[Stored items]

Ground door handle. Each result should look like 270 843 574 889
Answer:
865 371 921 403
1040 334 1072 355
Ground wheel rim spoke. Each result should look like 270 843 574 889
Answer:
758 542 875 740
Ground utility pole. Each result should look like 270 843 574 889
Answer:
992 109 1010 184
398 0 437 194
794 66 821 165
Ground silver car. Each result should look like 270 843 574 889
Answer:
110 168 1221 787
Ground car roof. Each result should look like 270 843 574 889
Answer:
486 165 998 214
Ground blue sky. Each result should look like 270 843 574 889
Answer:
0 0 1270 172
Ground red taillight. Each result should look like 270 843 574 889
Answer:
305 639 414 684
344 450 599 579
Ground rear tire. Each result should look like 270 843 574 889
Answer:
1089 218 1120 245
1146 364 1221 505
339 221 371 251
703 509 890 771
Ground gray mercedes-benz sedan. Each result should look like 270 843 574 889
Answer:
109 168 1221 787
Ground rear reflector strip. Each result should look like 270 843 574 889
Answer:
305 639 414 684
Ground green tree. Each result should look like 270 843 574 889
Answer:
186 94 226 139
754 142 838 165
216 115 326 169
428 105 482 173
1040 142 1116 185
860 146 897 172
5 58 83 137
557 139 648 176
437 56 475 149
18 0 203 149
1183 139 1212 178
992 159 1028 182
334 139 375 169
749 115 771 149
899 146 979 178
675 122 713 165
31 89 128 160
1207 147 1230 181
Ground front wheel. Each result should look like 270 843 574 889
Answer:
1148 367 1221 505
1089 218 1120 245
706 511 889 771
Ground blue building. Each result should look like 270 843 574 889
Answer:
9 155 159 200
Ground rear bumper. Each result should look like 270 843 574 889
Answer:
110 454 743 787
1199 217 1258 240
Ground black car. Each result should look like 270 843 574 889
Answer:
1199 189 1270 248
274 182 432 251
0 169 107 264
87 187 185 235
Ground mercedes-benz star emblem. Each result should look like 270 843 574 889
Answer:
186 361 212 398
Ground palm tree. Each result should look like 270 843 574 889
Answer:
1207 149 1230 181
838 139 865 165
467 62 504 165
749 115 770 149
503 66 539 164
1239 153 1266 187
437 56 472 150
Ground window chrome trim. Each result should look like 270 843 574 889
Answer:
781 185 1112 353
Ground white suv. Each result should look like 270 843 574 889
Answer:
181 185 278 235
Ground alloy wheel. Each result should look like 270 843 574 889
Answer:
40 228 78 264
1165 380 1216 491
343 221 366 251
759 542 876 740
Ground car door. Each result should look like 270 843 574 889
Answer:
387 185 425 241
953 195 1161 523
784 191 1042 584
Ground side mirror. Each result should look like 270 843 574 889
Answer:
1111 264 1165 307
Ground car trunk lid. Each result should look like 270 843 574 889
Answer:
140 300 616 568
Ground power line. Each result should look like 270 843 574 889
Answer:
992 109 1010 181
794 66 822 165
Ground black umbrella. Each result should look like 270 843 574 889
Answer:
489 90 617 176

- **Exercise**
Rewrite the data above, replacing every "Ground" with "Locate" and keeping everything else the same.

- **The result**
Locate door handle. Each result should look like 270 843 574 889
Answer:
865 371 921 403
1040 334 1072 355
Locate wheel rim spoke. Each result should look like 270 843 574 889
Answer:
758 542 875 740
Locate utility pole. Each result should look like 270 843 574 889
Answer:
992 109 1010 184
398 0 437 194
794 66 821 165
Locate silver car. Each result should look like 270 843 574 889
Answer:
110 168 1221 787
Locate car roof. Each result should look like 270 843 574 889
Answer:
486 165 998 214
Locate blue sky. Each result should look like 270 843 574 889
Answer:
0 0 1270 172
Locate red taillight. Each result should look like 270 843 574 889
Answer:
305 639 414 684
344 450 599 579
Locate rear tire. Each result should look like 270 843 574 889
Answer:
1089 218 1120 245
1146 364 1221 505
339 221 371 251
703 509 890 771
Locate gray mercedes-benz sedan. Each result should look like 270 843 574 889
Answer:
109 168 1221 787
Locate rear reflector strip. Each result should look like 270 843 574 889
Answer:
305 639 414 684
Locate green tree. Each result should look like 270 843 574 889
Answer:
186 94 226 139
754 142 838 165
216 115 326 169
428 105 482 173
1040 142 1116 185
860 146 897 172
5 58 83 137
557 139 648 176
437 56 475 149
18 0 203 149
1183 139 1212 178
992 159 1028 182
334 139 375 169
749 115 771 149
899 146 979 178
675 122 713 165
31 89 128 160
1207 147 1230 181
Locate front wheel. Each result should look like 270 843 574 889
Answer:
1148 367 1221 505
1089 218 1120 245
706 511 889 771
Locate blue building. Each result should look like 270 843 574 889
Answer:
9 155 159 200
Locate rear bumper. Each result should look like 270 843 574 889
Answer:
110 454 743 787
1199 217 1258 240
Locate black car. Each result should look like 270 843 574 889
Answer:
1199 189 1270 248
274 182 432 251
0 169 107 264
87 187 185 235
Locate mercedes-benz star emblem. Each result should look like 270 843 574 889
Answer:
186 361 212 398
Locate palm tree. Each result should look like 270 843 574 889
Answer:
1207 149 1230 181
838 139 865 165
467 62 504 165
749 115 770 149
503 66 539 164
1239 153 1266 187
437 56 472 150
Locate window chrome trim. Each result should look like 270 843 574 889
Answer:
781 185 1112 353
Locate white suv. Each result should look like 270 843 574 889
Answer:
181 185 278 235
Locate alloy wheel. Each result should look like 270 843 574 889
Answer:
40 228 78 264
1165 380 1216 491
343 221 366 251
759 542 876 740
Locate car door. Each result should look like 270 843 574 889
Answer:
387 185 425 241
953 195 1161 523
784 191 1042 584
Locate side mirror. Each result should look like 270 843 574 889
Answer:
1111 264 1165 307
Locate car trunk lid. Each result should look like 270 843 574 889
Answer:
140 300 616 568
Locate power line. Each result should look like 270 843 574 889
Answer:
992 109 1010 181
794 66 822 165
Locate black umbrella. Each result should look like 270 843 574 889
Answer:
489 90 617 176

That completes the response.